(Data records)
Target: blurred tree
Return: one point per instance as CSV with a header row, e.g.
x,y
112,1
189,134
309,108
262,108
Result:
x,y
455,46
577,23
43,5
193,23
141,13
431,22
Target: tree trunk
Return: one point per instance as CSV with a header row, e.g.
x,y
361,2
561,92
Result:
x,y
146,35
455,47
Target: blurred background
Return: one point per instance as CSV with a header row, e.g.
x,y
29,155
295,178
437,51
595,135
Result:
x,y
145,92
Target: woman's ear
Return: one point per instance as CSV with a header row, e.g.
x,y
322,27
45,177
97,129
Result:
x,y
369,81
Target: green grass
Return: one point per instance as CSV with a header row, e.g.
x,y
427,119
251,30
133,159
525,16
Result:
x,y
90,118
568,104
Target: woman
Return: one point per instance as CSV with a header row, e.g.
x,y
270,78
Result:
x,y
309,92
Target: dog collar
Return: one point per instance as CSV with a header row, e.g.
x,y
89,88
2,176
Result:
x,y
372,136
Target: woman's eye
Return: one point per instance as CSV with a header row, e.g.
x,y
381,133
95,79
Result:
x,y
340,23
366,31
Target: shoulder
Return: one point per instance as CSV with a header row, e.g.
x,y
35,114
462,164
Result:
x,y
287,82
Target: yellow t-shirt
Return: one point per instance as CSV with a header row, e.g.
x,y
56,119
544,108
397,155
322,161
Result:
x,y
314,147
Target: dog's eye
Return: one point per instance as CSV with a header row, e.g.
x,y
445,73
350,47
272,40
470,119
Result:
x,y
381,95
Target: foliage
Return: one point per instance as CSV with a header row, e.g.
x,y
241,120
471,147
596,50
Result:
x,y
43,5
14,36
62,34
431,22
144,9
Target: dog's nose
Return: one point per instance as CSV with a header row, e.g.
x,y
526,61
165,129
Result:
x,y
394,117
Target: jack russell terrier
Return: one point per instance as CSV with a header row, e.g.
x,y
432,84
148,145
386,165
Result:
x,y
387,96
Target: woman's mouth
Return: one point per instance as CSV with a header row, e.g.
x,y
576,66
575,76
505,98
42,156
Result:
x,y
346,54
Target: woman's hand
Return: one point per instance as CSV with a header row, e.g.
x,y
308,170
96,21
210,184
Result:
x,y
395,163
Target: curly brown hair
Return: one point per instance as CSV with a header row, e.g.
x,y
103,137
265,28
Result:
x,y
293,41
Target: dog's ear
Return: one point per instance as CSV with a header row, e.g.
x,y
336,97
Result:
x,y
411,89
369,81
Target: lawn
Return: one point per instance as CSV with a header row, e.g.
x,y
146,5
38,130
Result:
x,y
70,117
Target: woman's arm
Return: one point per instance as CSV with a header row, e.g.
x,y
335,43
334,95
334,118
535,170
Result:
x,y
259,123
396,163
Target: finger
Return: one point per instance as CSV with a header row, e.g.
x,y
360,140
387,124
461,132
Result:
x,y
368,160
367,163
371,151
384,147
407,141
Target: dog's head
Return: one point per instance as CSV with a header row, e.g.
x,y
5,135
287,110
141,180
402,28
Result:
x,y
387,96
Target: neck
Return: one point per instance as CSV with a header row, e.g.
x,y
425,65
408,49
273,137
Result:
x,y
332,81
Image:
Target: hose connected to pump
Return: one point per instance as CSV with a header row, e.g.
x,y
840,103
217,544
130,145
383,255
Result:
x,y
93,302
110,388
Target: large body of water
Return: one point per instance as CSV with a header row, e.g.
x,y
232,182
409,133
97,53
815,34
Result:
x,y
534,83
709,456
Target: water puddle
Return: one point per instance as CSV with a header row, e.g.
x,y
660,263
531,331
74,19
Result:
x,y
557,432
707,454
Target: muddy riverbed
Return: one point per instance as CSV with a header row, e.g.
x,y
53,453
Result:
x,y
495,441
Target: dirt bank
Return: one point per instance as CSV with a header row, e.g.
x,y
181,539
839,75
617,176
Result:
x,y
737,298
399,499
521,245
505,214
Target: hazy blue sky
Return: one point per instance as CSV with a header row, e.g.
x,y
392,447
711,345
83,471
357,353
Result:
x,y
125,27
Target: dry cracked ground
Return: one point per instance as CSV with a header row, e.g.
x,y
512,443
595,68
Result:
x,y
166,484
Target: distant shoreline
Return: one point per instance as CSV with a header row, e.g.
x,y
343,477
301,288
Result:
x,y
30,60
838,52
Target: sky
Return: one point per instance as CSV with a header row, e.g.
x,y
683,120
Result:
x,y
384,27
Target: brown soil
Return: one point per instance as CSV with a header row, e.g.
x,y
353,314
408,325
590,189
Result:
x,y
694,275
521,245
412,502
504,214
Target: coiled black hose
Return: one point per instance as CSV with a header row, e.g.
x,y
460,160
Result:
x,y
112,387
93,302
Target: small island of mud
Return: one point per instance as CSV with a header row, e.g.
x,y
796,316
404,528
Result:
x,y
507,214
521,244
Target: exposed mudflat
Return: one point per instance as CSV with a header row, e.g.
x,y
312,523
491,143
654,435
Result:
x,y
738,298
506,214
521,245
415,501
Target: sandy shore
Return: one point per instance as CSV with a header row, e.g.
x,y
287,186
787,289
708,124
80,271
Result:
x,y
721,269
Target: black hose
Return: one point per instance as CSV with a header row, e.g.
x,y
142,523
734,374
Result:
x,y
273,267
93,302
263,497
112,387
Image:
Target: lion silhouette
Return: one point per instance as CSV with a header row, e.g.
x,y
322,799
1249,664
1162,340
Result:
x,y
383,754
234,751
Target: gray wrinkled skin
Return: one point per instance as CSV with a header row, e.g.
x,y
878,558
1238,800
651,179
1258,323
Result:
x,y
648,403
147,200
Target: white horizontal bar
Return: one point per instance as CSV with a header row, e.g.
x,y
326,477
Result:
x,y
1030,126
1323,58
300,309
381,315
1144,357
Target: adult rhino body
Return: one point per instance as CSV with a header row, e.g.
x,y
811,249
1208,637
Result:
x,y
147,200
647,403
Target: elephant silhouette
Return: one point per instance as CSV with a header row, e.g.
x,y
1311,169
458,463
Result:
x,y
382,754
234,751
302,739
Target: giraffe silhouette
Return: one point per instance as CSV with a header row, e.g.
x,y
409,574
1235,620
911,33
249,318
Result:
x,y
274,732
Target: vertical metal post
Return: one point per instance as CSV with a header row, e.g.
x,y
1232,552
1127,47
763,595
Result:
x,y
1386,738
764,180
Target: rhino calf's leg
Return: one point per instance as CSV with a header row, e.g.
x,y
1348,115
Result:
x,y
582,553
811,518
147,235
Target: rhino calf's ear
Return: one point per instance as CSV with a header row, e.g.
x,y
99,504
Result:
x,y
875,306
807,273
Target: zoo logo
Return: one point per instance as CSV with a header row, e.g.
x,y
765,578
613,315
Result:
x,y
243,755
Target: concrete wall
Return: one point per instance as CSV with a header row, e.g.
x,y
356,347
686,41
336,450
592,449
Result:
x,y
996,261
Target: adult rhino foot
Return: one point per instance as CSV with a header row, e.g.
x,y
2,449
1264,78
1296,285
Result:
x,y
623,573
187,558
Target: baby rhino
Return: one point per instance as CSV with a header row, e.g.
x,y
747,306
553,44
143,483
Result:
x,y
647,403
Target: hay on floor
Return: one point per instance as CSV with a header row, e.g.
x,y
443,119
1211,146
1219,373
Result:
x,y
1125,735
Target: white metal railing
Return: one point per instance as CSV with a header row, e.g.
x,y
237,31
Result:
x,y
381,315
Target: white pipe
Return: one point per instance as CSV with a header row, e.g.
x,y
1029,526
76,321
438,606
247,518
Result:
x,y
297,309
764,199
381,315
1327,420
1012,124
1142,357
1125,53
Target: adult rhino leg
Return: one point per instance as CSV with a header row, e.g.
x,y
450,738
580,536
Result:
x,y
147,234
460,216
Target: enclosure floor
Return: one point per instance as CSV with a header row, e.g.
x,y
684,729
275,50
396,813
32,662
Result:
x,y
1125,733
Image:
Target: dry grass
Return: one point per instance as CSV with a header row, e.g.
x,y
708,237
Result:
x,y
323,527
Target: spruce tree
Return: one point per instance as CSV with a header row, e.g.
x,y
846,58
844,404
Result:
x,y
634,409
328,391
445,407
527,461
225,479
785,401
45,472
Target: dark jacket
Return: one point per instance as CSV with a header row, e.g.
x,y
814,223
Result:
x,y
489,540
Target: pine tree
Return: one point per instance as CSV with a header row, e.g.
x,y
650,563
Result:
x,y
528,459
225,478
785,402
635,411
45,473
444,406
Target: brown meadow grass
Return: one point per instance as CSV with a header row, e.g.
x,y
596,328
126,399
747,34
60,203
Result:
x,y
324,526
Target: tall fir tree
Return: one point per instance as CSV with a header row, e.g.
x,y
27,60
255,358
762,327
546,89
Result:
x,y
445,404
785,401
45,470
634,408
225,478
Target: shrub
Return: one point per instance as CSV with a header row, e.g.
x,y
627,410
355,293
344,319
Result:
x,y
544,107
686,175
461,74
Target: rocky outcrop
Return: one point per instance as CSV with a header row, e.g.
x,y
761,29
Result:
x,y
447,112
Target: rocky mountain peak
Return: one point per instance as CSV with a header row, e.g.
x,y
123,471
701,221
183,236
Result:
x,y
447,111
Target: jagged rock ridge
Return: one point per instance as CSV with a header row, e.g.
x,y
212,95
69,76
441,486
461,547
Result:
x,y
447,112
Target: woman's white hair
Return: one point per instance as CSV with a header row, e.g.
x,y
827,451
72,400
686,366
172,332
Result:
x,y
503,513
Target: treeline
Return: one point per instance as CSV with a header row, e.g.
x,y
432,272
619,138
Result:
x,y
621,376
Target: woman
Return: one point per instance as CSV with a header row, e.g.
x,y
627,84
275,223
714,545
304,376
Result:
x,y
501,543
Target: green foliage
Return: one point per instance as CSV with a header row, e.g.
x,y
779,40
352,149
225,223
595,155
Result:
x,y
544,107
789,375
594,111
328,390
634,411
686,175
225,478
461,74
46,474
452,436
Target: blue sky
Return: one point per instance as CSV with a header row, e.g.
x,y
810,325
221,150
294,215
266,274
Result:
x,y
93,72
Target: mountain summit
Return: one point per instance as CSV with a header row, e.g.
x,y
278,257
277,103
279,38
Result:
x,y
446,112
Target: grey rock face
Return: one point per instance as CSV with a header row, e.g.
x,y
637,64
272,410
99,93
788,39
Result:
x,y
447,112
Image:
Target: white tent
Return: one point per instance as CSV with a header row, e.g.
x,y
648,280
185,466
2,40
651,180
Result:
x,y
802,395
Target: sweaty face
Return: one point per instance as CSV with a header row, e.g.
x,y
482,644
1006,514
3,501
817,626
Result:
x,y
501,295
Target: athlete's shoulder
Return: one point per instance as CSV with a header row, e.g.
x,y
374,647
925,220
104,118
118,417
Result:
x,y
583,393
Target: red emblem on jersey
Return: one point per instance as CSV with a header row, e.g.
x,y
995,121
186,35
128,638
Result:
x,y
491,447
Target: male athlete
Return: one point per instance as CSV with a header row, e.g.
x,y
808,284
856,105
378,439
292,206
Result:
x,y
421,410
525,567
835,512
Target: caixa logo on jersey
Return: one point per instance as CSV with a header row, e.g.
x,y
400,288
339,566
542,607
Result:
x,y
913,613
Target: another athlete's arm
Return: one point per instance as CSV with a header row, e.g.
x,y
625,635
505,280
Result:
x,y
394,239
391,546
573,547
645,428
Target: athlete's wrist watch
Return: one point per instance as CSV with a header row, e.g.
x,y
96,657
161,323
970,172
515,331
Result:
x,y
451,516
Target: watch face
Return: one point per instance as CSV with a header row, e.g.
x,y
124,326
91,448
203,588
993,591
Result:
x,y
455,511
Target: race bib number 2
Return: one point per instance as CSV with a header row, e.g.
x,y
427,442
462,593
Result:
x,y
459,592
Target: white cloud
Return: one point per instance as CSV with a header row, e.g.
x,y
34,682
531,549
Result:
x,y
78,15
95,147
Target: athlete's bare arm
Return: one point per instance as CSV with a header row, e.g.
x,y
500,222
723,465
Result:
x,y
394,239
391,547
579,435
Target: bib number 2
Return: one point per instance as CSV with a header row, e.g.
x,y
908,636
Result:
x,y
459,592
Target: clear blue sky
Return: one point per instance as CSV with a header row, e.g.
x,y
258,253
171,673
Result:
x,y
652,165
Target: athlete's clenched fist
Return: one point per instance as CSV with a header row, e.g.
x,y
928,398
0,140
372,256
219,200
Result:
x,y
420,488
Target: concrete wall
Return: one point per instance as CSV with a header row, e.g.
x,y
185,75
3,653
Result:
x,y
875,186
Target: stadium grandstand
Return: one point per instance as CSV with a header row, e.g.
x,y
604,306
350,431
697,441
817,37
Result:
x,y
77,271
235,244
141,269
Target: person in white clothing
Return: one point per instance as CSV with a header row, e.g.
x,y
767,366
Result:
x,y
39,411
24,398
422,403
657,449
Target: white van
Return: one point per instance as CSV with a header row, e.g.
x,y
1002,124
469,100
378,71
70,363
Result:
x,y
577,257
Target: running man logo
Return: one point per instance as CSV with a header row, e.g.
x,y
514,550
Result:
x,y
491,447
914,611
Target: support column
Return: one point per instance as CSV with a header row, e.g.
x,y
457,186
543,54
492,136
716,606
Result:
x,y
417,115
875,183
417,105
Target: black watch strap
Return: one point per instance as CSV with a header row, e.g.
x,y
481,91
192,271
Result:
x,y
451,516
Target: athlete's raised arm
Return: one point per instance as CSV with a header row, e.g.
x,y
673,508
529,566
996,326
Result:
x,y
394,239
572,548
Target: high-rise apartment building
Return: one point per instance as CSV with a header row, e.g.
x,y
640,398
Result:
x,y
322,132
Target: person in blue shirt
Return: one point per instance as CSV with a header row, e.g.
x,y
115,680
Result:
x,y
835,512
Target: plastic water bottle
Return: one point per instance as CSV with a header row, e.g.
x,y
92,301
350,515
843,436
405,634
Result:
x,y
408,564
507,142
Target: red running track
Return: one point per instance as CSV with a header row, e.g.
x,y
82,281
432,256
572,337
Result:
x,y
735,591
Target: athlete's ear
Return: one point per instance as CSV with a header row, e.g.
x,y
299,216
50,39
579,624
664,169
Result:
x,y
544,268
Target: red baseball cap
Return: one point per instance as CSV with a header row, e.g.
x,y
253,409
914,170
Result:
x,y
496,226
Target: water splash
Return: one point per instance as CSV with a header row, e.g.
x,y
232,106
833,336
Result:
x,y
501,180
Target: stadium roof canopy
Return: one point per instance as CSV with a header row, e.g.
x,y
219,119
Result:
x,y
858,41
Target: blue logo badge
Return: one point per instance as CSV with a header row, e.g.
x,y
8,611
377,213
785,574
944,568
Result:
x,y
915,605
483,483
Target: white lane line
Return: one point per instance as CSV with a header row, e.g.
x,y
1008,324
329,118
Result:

#### Work to be completed
From the first line above through the line that contains "Target: foliage", quote each line exactly. Output nothing more.

#### Answer below
Target: blurred tree
Return: one point per instance as CSV with a header row, e.g.
x,y
112,1
189,134
309,108
262,108
Result:
x,y
455,46
577,23
43,5
193,23
141,13
431,22
Target: tree trunk
Return: one point per instance as CSV with a header row, e.g.
x,y
361,2
561,92
Result:
x,y
146,35
455,47
Target: blurred background
Return: one point per instance as CSV with a header row, e.g.
x,y
29,155
295,178
437,51
595,135
Result:
x,y
145,92
Target: woman's ear
Return: one point per instance as CSV with a header row, e.g.
x,y
322,27
45,177
97,129
Result:
x,y
369,81
Target: green grass
Return: one point per instance as CSV with a header row, e.g.
x,y
427,119
251,30
133,159
525,16
Result:
x,y
90,118
568,104
Target: woman
Return: one point per instance as CSV with a header row, e.g.
x,y
270,78
Result:
x,y
309,92
Target: dog collar
Return: one point per instance as CSV with a header row, e.g.
x,y
89,88
2,176
Result:
x,y
372,136
Target: woman's eye
Return: one point per instance as CSV with a header row, e.g.
x,y
381,133
95,79
Result:
x,y
340,23
366,31
Target: shoulder
Return: one point per instance as CSV with a header row, e.g.
x,y
35,114
462,164
Result:
x,y
287,82
Target: yellow t-shirt
Return: one point per instance as CSV with a header row, e.g.
x,y
56,119
544,108
397,155
322,161
Result:
x,y
314,147
Target: dog's eye
Return: one point per instance as CSV with a header row, e.g.
x,y
445,73
350,47
272,40
470,119
Result:
x,y
381,95
Target: foliage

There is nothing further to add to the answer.